## PEDIDO POR ESCRITO
Dê continuidade à reportagem sobre o Novo Ensino Médio, escrevendo a partir da última linha apresentada.

## TRECHO PARA LEITURA
========================

Novo Ensino Médio: ajustar ou revogar? Entenda em 7 pontos o debate que envolve alunos e MEC

Queixas incluem a redução de disciplinas tradicionais e a falta de formação dos professores. Governo federal e estados se dizem abertos ao diálogo, mas descartam fim do programa.

Foto: FIEC/Marília Camelo

Por: Emily Santos, Fernanda Calgaro e Luiza Tenente, g1

Em seu segundo ano de vigência, o Novo Ensino Médio, que traz mudanças na grade curricular e oferta de disciplinas optativas em todas as escolas do país, tem pontos positivos, de acordo com especialistas, mas também é alvo de críticas por grupos que chegam a defender até a sua revogação.

Escolas sem infraestrutura (salas de aula em número insuficiente, por exemplo), falta de formação adequada dos professores e diminuição da carga horária de disciplinas tradicionais podem, segundo os críticos, ampliar ainda mais a desigualdade no acesso ao ensino superior entre os alunos da rede pública e os da particular.

O Ministério da Educação (MEC) diz que a questão “transcende a simples revogação e passa pelo debate sobre melhoria da qualidade”. A pasta pretende fazer uma “ampla pesquisa com toda a comunidade escolar” para “corrigir distorções”.
O Conselho Nacional de Secretários de Educação (Consed), que representa as redes estaduais, afirma que “aprimoramentos e ajustes” podem e devem ser discutidos, mas que a revogação “não é o caminho para tornar essa etapa mais atrativa ao estudante”.

Alguns estados, como São Paulo, já têm pensado em fazer mudanças. O governo paulista estuda reduzir as opções de formação específica para poder dar mais apoio às escolas.

Entenda debate em 7 pontos:
O que é o Novo Ensino Médio?
Quais são as críticas ao novo modelo?
O que dizem os defensores do Novo Ensino Médio?
Qual a opinião de especialistas?
O que os estudantes acham do novo modelo?
Qual a posição das redes estaduais?
O que diz o MEC?

1 – O que é o Novo Ensino Médio?

========================

Entradas extraídas

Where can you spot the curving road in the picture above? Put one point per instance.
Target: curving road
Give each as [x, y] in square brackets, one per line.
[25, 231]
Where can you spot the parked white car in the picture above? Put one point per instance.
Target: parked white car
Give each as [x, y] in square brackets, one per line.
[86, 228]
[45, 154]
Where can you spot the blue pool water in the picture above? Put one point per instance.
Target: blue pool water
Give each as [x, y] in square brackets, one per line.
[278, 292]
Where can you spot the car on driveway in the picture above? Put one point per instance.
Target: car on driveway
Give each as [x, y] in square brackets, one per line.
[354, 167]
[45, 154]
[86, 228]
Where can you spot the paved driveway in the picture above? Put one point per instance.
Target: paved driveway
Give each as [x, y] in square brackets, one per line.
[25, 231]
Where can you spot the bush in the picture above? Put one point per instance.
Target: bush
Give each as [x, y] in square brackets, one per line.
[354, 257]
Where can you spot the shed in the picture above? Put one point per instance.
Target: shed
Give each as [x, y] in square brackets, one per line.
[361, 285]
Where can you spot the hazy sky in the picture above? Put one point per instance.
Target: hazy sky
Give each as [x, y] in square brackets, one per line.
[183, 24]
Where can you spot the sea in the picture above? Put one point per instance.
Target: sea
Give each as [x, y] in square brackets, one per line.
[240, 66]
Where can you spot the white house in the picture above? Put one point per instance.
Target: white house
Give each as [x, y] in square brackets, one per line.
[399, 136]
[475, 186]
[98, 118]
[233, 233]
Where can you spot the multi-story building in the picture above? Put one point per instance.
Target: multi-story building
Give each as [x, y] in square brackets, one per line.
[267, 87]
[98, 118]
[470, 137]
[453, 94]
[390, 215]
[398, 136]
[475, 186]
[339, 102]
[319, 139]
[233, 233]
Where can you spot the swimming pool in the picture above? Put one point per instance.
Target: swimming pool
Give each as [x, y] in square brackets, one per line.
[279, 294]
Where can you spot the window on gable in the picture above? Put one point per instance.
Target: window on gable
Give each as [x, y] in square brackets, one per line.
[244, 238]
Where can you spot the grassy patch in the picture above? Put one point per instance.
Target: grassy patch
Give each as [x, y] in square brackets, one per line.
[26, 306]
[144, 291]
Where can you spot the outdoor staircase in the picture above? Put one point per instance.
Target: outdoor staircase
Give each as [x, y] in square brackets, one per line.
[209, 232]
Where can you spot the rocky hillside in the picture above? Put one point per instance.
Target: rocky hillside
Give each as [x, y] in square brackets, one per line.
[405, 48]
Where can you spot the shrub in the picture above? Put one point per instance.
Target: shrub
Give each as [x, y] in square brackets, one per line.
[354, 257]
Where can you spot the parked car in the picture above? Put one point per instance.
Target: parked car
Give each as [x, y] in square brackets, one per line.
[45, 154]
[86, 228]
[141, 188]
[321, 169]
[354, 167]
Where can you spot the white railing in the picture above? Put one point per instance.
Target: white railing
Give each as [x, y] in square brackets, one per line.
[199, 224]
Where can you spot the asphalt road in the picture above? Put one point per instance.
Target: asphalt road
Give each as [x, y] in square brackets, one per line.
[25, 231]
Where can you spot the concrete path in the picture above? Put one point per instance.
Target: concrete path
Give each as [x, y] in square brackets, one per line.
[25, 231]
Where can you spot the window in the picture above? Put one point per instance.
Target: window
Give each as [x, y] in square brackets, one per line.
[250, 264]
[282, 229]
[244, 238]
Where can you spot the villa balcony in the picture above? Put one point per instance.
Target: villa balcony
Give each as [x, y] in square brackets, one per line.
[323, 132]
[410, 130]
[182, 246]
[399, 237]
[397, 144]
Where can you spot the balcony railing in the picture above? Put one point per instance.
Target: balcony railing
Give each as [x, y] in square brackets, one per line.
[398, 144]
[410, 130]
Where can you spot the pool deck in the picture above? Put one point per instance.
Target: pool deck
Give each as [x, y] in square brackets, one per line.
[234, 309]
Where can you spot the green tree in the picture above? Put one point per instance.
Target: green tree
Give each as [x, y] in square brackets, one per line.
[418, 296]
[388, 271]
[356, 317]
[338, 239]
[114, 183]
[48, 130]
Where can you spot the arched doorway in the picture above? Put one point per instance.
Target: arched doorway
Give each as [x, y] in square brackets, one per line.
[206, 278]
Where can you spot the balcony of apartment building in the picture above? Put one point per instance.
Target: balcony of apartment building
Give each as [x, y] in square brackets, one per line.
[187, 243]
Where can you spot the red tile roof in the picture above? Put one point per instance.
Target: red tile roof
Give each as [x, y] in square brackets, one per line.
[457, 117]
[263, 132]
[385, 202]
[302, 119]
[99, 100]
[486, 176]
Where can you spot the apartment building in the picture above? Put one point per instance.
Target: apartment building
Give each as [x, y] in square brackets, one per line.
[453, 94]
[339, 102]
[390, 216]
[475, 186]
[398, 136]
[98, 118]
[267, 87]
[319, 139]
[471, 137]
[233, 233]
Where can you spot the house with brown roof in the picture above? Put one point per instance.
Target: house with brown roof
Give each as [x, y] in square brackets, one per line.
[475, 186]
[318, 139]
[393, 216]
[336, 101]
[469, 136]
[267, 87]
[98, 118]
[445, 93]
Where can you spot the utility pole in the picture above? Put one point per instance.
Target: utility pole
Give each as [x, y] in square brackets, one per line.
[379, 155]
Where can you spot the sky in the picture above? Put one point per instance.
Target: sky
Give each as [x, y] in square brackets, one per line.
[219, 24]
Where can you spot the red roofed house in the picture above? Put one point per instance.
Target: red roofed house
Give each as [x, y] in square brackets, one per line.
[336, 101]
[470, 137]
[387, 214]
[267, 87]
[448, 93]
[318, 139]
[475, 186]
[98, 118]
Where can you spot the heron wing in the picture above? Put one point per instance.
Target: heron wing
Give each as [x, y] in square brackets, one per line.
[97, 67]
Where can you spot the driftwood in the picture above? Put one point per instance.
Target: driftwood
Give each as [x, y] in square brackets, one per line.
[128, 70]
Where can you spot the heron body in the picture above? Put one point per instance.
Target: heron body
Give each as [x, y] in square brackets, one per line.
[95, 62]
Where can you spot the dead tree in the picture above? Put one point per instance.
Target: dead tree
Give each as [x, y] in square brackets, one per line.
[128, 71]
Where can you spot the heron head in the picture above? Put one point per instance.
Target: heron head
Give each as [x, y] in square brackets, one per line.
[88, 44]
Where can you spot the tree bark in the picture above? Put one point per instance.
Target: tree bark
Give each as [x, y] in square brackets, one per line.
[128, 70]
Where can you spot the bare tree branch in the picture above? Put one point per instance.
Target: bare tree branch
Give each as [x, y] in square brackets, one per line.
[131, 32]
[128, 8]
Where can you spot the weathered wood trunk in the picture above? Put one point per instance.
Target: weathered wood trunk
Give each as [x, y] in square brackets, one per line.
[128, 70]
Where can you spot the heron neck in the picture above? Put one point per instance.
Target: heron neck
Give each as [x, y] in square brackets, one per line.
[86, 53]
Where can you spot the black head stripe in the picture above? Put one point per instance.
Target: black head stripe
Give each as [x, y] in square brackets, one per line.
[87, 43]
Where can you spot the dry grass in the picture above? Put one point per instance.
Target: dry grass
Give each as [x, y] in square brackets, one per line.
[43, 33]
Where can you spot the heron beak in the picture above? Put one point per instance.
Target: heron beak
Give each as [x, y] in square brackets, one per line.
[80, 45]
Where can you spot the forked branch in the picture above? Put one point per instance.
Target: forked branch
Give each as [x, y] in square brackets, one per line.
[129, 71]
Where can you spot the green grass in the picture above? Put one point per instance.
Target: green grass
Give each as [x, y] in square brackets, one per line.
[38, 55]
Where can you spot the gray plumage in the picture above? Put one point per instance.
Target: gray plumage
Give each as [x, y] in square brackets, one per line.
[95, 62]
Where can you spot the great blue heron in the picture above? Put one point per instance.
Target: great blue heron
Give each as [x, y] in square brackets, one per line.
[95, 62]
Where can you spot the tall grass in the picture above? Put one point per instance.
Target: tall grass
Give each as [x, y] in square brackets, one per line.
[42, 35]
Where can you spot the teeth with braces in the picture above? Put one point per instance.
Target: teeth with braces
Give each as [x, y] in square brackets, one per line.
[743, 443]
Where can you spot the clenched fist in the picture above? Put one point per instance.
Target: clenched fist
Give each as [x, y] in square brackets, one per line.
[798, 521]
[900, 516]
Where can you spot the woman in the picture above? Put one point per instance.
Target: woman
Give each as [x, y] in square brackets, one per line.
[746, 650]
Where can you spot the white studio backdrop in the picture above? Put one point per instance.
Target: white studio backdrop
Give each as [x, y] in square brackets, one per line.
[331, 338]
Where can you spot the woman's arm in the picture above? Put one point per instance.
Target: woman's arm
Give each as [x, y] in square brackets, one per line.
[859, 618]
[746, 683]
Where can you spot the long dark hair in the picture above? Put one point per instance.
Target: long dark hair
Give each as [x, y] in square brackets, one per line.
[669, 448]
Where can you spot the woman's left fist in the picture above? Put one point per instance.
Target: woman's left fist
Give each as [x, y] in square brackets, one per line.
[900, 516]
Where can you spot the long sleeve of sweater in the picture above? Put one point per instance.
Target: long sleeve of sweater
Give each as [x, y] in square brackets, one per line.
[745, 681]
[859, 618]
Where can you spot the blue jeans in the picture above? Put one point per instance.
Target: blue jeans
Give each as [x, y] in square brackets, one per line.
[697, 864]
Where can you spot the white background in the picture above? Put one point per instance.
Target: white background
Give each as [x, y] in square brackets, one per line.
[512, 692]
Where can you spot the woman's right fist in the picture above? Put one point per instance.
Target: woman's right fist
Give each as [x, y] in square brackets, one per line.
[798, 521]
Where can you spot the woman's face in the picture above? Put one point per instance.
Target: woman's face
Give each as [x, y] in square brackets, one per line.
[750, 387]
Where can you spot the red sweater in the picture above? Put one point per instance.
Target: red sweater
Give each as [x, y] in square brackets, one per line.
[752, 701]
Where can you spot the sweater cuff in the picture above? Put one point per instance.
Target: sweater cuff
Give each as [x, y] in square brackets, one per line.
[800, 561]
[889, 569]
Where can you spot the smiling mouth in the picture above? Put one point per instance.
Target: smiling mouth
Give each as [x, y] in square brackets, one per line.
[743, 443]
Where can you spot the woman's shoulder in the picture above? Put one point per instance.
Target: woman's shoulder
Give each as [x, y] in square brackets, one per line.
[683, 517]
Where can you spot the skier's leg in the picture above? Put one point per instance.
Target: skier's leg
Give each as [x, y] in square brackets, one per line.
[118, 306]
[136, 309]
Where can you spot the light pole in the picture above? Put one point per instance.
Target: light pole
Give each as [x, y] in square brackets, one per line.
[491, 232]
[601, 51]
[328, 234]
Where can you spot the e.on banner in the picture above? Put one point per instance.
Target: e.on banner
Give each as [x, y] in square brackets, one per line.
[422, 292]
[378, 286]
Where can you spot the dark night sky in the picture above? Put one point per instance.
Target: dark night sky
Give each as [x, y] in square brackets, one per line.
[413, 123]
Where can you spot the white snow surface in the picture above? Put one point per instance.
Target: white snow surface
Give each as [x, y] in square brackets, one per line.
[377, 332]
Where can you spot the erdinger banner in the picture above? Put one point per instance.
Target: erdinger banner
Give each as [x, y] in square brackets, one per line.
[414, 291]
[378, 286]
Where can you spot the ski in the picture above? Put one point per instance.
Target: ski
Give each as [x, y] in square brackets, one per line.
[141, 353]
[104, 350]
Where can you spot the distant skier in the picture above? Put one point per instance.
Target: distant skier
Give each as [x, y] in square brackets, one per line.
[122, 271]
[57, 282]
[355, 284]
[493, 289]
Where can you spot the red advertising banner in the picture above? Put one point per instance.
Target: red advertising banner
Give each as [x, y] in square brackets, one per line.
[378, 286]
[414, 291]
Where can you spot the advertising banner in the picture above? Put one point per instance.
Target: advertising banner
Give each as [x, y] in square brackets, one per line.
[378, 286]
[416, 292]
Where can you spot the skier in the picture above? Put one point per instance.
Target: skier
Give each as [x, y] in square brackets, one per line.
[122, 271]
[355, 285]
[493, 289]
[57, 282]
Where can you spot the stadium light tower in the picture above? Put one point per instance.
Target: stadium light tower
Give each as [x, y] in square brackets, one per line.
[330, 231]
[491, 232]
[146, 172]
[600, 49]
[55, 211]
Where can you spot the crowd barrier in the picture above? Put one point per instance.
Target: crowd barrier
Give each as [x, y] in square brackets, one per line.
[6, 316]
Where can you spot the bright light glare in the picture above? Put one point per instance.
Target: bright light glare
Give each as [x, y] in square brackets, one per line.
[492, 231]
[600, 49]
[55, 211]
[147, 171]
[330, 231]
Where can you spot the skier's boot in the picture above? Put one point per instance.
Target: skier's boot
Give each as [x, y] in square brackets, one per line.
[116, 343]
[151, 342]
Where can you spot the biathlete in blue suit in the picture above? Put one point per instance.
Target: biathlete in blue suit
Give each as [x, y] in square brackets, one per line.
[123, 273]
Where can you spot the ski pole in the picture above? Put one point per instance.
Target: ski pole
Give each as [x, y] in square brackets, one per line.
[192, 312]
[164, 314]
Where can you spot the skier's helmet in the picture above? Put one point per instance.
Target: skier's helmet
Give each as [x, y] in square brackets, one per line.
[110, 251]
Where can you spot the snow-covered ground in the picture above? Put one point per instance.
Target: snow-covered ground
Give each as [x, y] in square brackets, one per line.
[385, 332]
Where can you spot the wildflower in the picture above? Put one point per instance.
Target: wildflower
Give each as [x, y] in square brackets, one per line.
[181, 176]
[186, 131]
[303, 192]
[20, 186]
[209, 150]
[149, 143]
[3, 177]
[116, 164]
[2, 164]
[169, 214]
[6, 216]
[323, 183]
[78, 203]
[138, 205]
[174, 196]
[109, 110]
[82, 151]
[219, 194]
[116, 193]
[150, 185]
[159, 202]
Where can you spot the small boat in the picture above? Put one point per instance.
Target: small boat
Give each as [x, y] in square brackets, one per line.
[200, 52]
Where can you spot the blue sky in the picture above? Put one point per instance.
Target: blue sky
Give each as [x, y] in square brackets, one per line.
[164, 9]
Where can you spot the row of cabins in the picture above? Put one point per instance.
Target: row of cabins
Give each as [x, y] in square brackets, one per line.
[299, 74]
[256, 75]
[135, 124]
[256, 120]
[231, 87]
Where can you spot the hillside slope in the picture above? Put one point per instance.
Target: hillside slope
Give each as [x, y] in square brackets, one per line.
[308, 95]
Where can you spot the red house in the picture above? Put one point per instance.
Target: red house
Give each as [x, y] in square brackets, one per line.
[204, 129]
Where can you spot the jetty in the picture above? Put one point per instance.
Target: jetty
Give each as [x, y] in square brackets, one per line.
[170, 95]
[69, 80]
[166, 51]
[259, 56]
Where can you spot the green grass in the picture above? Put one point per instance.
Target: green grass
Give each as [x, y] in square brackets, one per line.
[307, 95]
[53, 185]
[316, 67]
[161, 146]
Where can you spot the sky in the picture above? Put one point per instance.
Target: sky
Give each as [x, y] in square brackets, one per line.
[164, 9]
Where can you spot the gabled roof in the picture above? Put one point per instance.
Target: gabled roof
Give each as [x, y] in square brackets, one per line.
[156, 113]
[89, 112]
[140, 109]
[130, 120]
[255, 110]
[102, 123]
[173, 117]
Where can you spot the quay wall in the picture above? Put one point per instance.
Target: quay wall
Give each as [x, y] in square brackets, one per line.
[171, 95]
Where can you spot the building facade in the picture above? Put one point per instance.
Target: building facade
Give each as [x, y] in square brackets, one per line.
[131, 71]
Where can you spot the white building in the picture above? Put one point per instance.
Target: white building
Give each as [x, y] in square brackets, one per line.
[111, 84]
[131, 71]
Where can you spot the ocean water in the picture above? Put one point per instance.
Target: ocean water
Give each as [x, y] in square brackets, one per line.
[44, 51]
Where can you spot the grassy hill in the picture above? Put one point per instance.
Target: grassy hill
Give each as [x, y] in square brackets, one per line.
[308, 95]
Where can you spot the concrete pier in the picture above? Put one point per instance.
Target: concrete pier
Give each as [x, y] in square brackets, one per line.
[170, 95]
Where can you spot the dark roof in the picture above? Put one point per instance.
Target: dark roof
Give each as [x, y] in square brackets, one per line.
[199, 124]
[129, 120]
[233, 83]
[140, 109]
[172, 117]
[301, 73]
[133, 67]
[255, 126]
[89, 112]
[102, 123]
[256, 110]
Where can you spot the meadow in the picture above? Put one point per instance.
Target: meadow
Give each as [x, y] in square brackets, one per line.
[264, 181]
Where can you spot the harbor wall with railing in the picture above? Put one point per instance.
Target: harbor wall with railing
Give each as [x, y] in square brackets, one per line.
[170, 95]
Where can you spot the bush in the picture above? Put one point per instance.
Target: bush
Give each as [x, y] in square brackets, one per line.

========================

## RESPOSTA AO EXERCÍCIO
É um novo modelo obrigatório a ser seguido no ensino médio por todas as escolas do país, públicas e privadas.

A lei estipula aumento progressivo da carga horária. Antes, no modelo anterior, eram, no mínimo, 800 horas-aula por ano (total de 2.400 no ensino médio inteiro). No novo modelo, a carga deve chegar a 3.000 horas ao final dos três anos.

Desde 2022, as disciplinas tradicionais passaram a ser agrupadas em áreas do conhecimento (linguagens, matemática, ciências da natureza e ciências humanas).

A partir de 2023, cada estudante passou a poder montar seu próprio ensino médio, escolhendo as áreas (os chamados “itinerários formativos”) nas quais se aprofundará. A intenção é que sejam três anos de estudo com: esses conteúdos eletivos (1.200 horas focadas nos objetivos pessoais e profissionais dos alunos) + a parte fixa (1.800 horas de ciências da natureza, ciências humanas, linguagens e matemática).

Somando, chegamos a 3.000 horas-aula nos três anos. Antes, a lei estipulava uma carga horária mínima de 800 horas-aula por ano (ou seja, um total de 2.400 horas no ensino médio).

Foi criado também o chamado “projeto de vida”: um componente transversal que será oferecido nas escolas para ajudar os jovens a entender suas aspirações.

Cada rede de ensino tem a liberdade de distribuir a carga horária dos itinerários formativos da maneira como julgar ideal: tudo no primeiro ano ou espaçado ao longo dos três anos, por exemplo.

O ensino de língua portuguesa e matemática é obrigatório nos três anos do ensino médio. A lei não estipula um número mínimo de aulas dessas disciplinas por semana. O que importa é que elas estejam sempre presentes na grade.

Sancionado em 2017 no governo Temer, entrou em vigor em 2022 e prevê a implementação gradual até 2024.

Se antes o modelo antigo era visto mais como uma preparação para o ensino superior, agora, a proposta é dar uma formação mais voltada ao mercado de trabalho.

O novo formato irá refletir no Exame Nacional do Ensino Médio (Enem) já a partir de 2024. A prova, que hoje é igual para todo mundo, passará a ter uma etapa específica, conforme o itinerário formativo escolhido pelo candidato.

2 – Quais são as críticas ao novo modelo?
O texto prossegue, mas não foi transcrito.